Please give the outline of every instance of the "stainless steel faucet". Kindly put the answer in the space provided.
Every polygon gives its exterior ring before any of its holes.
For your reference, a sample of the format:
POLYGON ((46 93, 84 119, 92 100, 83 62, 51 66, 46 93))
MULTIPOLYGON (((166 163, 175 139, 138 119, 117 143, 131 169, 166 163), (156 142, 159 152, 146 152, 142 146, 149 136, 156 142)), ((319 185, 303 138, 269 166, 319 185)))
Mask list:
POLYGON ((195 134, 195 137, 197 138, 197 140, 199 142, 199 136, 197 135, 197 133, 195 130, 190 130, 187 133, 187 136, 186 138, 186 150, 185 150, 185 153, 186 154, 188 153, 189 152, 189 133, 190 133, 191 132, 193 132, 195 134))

________________________________________

→ Goal
Copy the records again, swapping "faucet" for "tap" and changing nothing else.

→ Result of this task
Please give the outline of every instance of the "stainless steel tap". Kindly put the answer in the space provided.
Every polygon gives its exterior ring before any of its holes.
For your reference, a sample of the format:
POLYGON ((46 93, 84 119, 92 100, 83 62, 51 66, 46 93))
MULTIPOLYGON (((166 163, 175 139, 138 119, 117 143, 131 169, 166 163), (156 142, 159 152, 146 152, 142 146, 149 136, 156 142)), ((319 185, 303 138, 269 166, 319 185)))
Mask list:
POLYGON ((195 134, 195 137, 197 138, 197 140, 199 142, 199 136, 197 135, 197 133, 195 130, 190 130, 187 133, 187 136, 186 138, 186 150, 185 150, 185 153, 186 154, 188 153, 189 152, 189 133, 190 133, 191 132, 193 132, 195 134))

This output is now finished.